/---

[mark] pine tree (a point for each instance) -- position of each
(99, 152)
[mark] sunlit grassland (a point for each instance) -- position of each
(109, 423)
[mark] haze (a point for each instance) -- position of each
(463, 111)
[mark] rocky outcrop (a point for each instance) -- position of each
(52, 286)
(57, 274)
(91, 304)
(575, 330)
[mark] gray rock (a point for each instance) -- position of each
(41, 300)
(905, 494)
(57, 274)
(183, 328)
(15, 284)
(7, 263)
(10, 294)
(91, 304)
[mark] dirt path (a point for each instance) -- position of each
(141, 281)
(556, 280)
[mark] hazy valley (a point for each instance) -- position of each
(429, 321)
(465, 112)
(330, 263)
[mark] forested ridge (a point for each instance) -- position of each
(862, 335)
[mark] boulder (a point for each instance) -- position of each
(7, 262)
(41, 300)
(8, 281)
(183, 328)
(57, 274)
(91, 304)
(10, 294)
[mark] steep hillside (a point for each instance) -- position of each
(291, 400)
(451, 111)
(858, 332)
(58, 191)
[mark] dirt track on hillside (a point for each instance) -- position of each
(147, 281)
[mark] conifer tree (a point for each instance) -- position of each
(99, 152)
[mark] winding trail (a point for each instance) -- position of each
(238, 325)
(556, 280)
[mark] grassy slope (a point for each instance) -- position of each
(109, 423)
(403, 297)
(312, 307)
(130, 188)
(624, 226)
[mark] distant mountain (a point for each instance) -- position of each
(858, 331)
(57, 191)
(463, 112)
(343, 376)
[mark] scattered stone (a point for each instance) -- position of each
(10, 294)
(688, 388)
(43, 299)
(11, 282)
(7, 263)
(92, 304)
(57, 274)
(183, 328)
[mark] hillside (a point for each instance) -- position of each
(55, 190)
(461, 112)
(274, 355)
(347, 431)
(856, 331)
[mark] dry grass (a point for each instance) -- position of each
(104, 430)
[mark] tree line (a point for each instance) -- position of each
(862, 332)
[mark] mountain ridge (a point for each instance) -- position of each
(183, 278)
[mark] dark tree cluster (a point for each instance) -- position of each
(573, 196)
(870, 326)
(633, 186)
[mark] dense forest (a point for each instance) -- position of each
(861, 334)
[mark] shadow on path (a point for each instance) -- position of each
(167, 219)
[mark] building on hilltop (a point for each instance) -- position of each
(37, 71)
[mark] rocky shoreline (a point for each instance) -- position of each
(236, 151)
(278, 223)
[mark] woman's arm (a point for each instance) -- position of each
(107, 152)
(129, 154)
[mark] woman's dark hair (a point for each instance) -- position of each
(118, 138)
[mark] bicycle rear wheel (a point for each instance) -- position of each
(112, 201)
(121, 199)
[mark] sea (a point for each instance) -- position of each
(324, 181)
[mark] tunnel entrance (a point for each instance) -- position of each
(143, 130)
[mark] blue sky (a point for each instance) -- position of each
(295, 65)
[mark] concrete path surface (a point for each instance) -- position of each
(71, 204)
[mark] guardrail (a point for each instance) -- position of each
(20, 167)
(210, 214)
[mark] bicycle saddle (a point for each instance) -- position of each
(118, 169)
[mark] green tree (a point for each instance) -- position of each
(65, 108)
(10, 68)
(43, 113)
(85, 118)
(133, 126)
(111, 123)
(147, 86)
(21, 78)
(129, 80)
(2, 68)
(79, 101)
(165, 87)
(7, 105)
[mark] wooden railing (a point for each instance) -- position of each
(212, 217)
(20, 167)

\---

▶ Work required:
Rewrite all the lines above as a numbered list, leaving out any blank lines.

▶ Result:
1. [mark] pine tree (a point for each instance) -- position of each
2. (99, 152)
3. [mark] sunlit grassland (a point for each instance) -- position of each
4. (109, 423)
5. [mark] haze (a point for each instance) -- position of each
6. (463, 111)
7. [mark] rocky outcrop (a point for each instance) -- position of each
8. (52, 286)
9. (57, 274)
10. (91, 304)
11. (575, 330)
12. [mark] gray rock (a point for each instance) -- position of each
13. (41, 300)
14. (905, 494)
15. (57, 274)
16. (183, 328)
17. (15, 284)
18. (7, 263)
19. (10, 294)
20. (91, 304)
21. [mark] dirt path (a point for each instance) -- position of each
22. (141, 281)
23. (556, 280)
24. [mark] hazy valley (a point for each instance) -- position of each
25. (429, 321)
26. (465, 112)
27. (330, 263)
28. [mark] forested ridge (a point for each instance) -- position of each
29. (862, 335)
30. [mark] boulder (a point for each instance) -- position of each
31. (7, 262)
32. (41, 300)
33. (8, 281)
34. (183, 328)
35. (57, 274)
36. (91, 304)
37. (10, 294)
38. [mark] steep hillside (a point for each instance) -- position of each
39. (291, 400)
40. (451, 111)
41. (858, 332)
42. (58, 191)
43. [mark] dirt track on hillside (a point for each instance) -- position of each
44. (147, 281)
45. [mark] conifer tree (a point for each instance) -- position of each
46. (99, 152)
47. [mark] winding trail (a point for each instance) -- position of each
48. (238, 325)
49. (556, 280)
50. [mark] grassy slope (a point for each instance) -- position of each
51. (109, 423)
52. (403, 297)
53. (312, 307)
54. (130, 188)
55. (624, 226)
56. [mark] distant mountain (a point for each instance) -- position of each
57. (858, 331)
58. (57, 191)
59. (463, 112)
60. (343, 376)
61. [mark] scattered stone (a point for each instance) -- position of each
62. (10, 294)
63. (688, 388)
64. (43, 299)
65. (11, 282)
66. (7, 263)
67. (92, 304)
68. (57, 274)
69. (183, 328)
70. [mark] hillside (a point for each instance) -- position of each
71. (55, 190)
72. (461, 112)
73. (274, 355)
74. (347, 431)
75. (856, 331)
76. [mark] dry grass (a point for each instance) -- position of each
77. (104, 430)
78. [mark] tree line (a point for each instance) -- position of each
79. (862, 332)
80. [mark] mountain ridge (a point for each instance) -- position of each
81. (183, 278)
82. [mark] dark tree cluster (a point for each instance) -- position of each
83. (573, 196)
84. (870, 326)
85. (633, 186)
86. [mark] dense forest (a point for each instance) -- position of each
87. (861, 334)
88. [mark] shadow on path (a point for each instance) -- position of each
89. (167, 219)
90. [mark] building on hilltop (a point for each instance) -- position of each
91. (37, 71)
92. [mark] rocky shoreline (a point for each instance) -- position of each
93. (236, 151)
94. (278, 223)
95. [mark] woman's arm (a point for each instance) -- position of each
96. (107, 152)
97. (129, 154)
98. [mark] woman's dark hair (a point for each instance) -- position of each
99. (118, 138)
100. [mark] bicycle rear wheel (a point for each instance) -- position of each
101. (112, 201)
102. (121, 199)
103. [mark] sea (a point for each instance) -- position of each
104. (324, 181)
105. [mark] tunnel entrance (a point for each instance) -- position of each
106. (143, 130)
107. [mark] blue sky (a point for each instance) -- position of each
108. (295, 65)
109. [mark] concrete path surface (a point for each instance) -- position of each
110. (71, 204)
111. [mark] guardrail (a point for each instance) -- position of each
112. (20, 167)
113. (210, 214)
114. [mark] bicycle saddle (a point for each instance) -- position of each
115. (118, 169)
116. [mark] green tree (a point for each instance) -- position of each
117. (65, 108)
118. (10, 68)
119. (43, 113)
120. (85, 118)
121. (133, 126)
122. (111, 123)
123. (147, 86)
124. (21, 78)
125. (129, 80)
126. (2, 68)
127. (79, 101)
128. (165, 87)
129. (7, 105)
130. [mark] wooden railing (a point for each instance) -- position of each
131. (212, 217)
132. (20, 167)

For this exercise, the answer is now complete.